Bürgerrechtler: Versammlungsgesetz ist verfassungswidrig

"Verfassungswidrig, demokratiefeindlich, bürokratisch aufgeplustert und unverständlich", das sind die markigen Noten, die die hannoverschen Mitglieder des Arbeitskreises  Vorratsdatenspeicherung dem CDU-FDP-Gesetzentwurf für das Niedersächsische Versammlungsgesetz vergeben haben.

Verfassungswidrige Videoaufnahmen, Abgabepflicht für persönliche Daten von Versammlungsleiter und -ordner, ein umfangereicher Katalog von  Bußgeldern in Höhe von bis zu 3000 Euro, zum Teil für Bagatellen wie falsche oder fehlende Ordnerbinden und ein an den Wünschen der Behörden ausgerichtetes Gesetz. Das sind nach Meinung der Menschenrechts- und Datenschutzaktivisten nur einige der vielen bedenklichen Details, die in dem neuen Gesetz versteckt sind. „Mein persönlicher Negativ-Favorit ist die so genannte ‘Reifeprüfung’“, sagt Michael Ebeling vom AK-Vorrat Hannover. „Danach darf die Versammlungsbehörde als Leiter oder Ordner fungierende Bürger ablehnen, wenn sie sie in dieser Funktion für unfähig erklären. Wie das genau beurteilt werden soll, das steht aber nirgends.“

Während CDU und FDP das Gesetz immer wieder als „modern, schlank und anwendungsfreundlich“ zu vermitteln versuchen, erweckt die vom AK-Vorrat in einem nun  veröffentlichten Dokument zusammengetragene 10-Punkte-Kritik den gegenteiligen Eindruck. Während das bisherige Versammlungsgesetz noch auf 10 Seiten Platz gefunden hat, braucht die niedersächsische Regierung nun 46 zum Teil eng bedruckte Seiten. „Welcher normale Mensch soll das lesen und verstehen?“ fragt sich Ebeling.

_____

**Aufgabendetails:**
Beantworte diese Fragen zum Text über das Niedersächsische Versammlungsgesetz:
(a) Bis zu welcher Höhe reichen die Bußgelder im Katalog des Gesetzentwurfs?
(b) Welche Regelung nennt Michael Ebeling seinen persönlichen Negativ-Favoriten?
(c) Auf wie vielen Seiten fand das bisherige Versammlungsgesetz Platz, und wie viele Seiten braucht die niedersächsische Regierung nun?
Die Daten stehen in keinem Zusammenhang mit dem Text.

**Bereitgestellte Angaben:**

_____

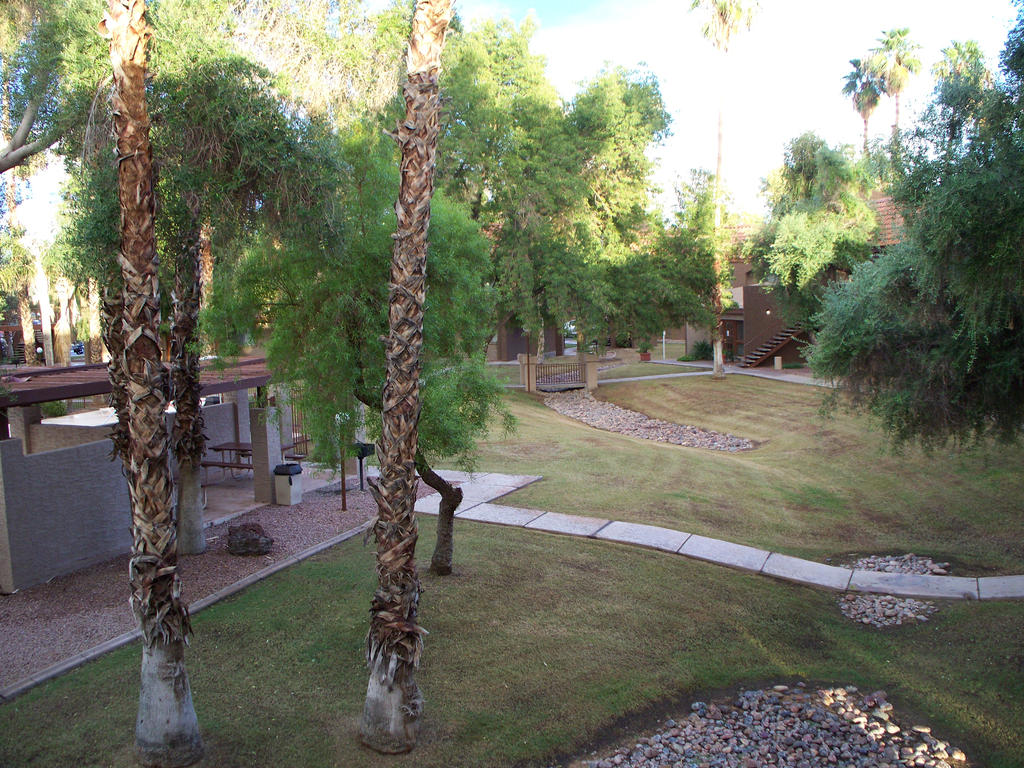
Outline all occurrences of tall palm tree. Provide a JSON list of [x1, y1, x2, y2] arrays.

_____

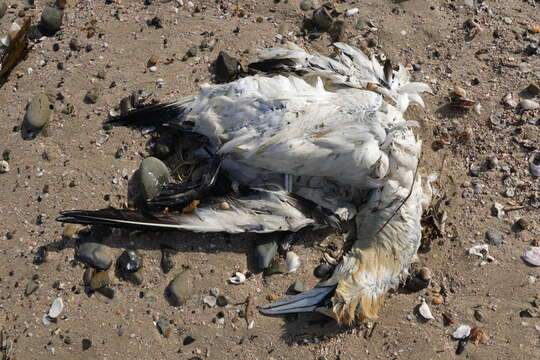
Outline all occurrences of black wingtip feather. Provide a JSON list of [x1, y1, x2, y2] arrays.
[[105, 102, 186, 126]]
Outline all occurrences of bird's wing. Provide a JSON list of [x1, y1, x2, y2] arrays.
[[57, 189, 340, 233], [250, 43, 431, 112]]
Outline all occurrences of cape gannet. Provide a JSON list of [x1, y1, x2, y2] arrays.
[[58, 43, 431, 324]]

_____

**Antwort zur Aufgabe:**
(a) Die Bußgelder reichen bis zu 3000 Euro.
(b) Er nennt die sogenannte „Reifeprüfung“.
(c) Das bisherige Gesetz fand auf 10 Seiten Platz, die Regierung braucht nun 46 Seiten.